(RAW DATA Opens)

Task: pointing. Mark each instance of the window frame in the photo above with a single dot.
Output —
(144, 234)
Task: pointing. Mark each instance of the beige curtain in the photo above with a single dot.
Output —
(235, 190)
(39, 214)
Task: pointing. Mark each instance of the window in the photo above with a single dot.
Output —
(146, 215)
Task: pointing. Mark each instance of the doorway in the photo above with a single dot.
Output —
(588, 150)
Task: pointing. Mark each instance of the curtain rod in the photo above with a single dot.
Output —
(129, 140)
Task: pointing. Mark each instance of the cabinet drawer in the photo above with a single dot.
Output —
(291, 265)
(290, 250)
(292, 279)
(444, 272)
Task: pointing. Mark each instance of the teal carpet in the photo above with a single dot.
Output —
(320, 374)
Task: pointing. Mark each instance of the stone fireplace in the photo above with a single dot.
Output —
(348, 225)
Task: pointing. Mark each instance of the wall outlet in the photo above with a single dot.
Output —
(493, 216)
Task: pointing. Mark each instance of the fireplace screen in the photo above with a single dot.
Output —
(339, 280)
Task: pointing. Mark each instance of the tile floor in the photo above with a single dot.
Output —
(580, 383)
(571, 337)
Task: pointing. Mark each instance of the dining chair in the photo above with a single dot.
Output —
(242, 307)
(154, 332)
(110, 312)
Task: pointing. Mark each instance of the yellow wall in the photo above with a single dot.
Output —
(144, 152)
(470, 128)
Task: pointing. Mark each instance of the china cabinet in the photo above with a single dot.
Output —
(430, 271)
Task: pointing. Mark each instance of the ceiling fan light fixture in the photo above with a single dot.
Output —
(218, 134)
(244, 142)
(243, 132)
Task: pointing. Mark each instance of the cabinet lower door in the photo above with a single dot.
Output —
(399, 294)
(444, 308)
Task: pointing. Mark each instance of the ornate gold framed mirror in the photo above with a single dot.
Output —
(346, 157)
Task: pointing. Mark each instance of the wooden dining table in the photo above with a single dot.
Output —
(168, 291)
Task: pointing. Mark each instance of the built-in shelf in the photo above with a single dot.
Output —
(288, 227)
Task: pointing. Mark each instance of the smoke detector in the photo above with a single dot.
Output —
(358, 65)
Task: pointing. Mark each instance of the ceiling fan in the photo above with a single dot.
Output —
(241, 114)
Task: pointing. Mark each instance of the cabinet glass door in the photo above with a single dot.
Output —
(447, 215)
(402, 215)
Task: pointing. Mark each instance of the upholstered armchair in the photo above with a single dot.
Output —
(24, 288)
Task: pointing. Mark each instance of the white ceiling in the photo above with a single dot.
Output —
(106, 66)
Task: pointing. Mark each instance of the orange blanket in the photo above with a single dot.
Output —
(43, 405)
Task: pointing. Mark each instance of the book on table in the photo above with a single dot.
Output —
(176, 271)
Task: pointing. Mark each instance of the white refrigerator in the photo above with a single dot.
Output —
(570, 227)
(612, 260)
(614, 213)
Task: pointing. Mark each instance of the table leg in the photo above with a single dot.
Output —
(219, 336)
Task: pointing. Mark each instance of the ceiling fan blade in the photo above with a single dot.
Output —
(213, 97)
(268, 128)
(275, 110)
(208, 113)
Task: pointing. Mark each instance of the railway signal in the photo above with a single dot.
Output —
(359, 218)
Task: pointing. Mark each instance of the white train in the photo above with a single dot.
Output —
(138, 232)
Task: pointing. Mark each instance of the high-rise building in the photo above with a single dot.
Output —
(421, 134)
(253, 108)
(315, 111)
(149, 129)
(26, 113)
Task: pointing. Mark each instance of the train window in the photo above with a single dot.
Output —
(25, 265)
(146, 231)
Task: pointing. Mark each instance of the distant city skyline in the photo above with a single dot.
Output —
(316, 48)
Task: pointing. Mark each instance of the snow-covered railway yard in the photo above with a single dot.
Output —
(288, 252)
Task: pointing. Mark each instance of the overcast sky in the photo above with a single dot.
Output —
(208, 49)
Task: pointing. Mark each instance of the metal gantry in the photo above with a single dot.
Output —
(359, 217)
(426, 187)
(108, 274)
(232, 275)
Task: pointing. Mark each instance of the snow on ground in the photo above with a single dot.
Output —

(RAW DATA Closes)

• EXERCISE: Reproduce every record above exactly as it is written.

• EXERCISE OUTPUT:
Task: pointing. Mark each instance of the window frame in the photo above with a single dot.
Output —
(144, 234)
Task: pointing. Mark each instance of the beige curtain in the photo above with a single dot.
Output —
(235, 190)
(39, 214)
Task: pointing. Mark each instance of the window in the photo above with a single dot.
Output —
(146, 215)
Task: pointing. Mark each instance of the doorway in the photo above with a single dot.
Output —
(588, 150)
Task: pointing. Mark each instance of the curtain rod in the photo above with a single dot.
Output —
(129, 140)
Task: pointing. Mark each instance of the cabinet drawer in the photo above with a single dot.
Output —
(291, 265)
(290, 250)
(292, 279)
(444, 272)
Task: pointing. Mark each instance of the teal carpet in the photo above with a single dot.
Output —
(320, 374)
Task: pointing. Mark each instance of the stone fireplace in the photo above with a single dot.
Output —
(348, 225)
Task: pointing. Mark each instance of the wall outlet in the photo above with a single dot.
Output —
(493, 216)
Task: pointing. Mark each instance of the fireplace screen in the photo above with a single dot.
Output —
(339, 280)
Task: pointing. Mark each instance of the tile floor in the photo above with a single dot.
Output —
(580, 383)
(571, 337)
Task: pointing. Mark each instance of the dining chair in the photo above with a single dot.
Output —
(242, 307)
(154, 332)
(110, 312)
Task: pointing. Mark each instance of the yellow wall in the photo above with a single dot.
Output —
(144, 152)
(470, 128)
Task: pointing. Mark each instance of the china cabinet in the photo above with a single dot.
Output —
(430, 271)
Task: pointing. Mark each instance of the ceiling fan light fixture in the photo above with a single dot.
Output —
(218, 134)
(244, 142)
(243, 132)
Task: pointing. Mark each instance of the cabinet lower door in the photo above with a single dot.
Output —
(399, 294)
(444, 308)
Task: pointing. Mark each instance of the ornate gold framed mirror in the photo above with a single dot.
Output —
(346, 157)
Task: pointing. Mark each instance of the wooden dining table in the photo above with a single dot.
Output —
(168, 291)
Task: pointing. Mark each instance of the built-in shelf in the photo above with a single dot.
Output —
(288, 227)
Task: pointing. Mark each instance of the smoke detector in the photo above with a single dot.
Output —
(358, 65)
Task: pointing. Mark each instance of the ceiling fan in the photo above with a single dot.
Output —
(241, 114)
Task: pointing. Mark each instance of the cabinet glass door in the photo above with a single dot.
Output —
(447, 215)
(402, 215)
Task: pointing. Mark each instance of the upholstered armchair in the photo above with a single dot.
Output —
(24, 288)
Task: pointing. Mark each instance of the white ceiling in the photo above with a single dot.
Output —
(106, 66)
Task: pointing. Mark each instance of the orange blanket in the photo above with a single dot.
Output —
(43, 405)
Task: pointing. Mark each instance of the book on table in the photo above with a single dot.
Output —
(176, 271)
Task: pointing. Mark each instance of the white refrigerator in the photo above with a single dot.
Output —
(570, 227)
(612, 260)
(614, 213)
Task: pointing. Mark each instance of the table leg in the photo above with a single dot.
Output —
(219, 336)
Task: pointing. Mark each instance of the ceiling fan blade in the photo above with a single dot.
Output —
(213, 97)
(268, 128)
(275, 110)
(208, 113)
Task: pointing. Mark each instance of the railway signal in the photo above with a single dot.
Output —
(359, 218)
Task: pointing. Mark each instance of the white train in the photo above with a single dot.
Output —
(138, 232)
Task: pointing. Mark each instance of the high-rise building in the photo above with a single dot.
Output —
(421, 134)
(253, 108)
(315, 111)
(149, 129)
(26, 113)
Task: pointing. Mark each instance of the train window in the photo above with a single dot.
Output —
(25, 265)
(146, 231)
Task: pointing. Mark each instance of the distant city skyline in the photo above with a single dot.
Output —
(316, 48)
Task: pointing. Mark each instance of the snow-covered railway yard in the photo above with a single dot.
Output —
(288, 252)
Task: pointing. Mark each instance of the overcast sky in the photo above with a single dot.
Output —
(208, 49)
Task: pointing. Mark each instance of the metal gantry in the photo above with a single dot.
Output —
(359, 217)
(426, 187)
(108, 274)
(232, 275)
Task: pointing. Mark each instance of the snow on ground in the photo above with a single dot.
Output —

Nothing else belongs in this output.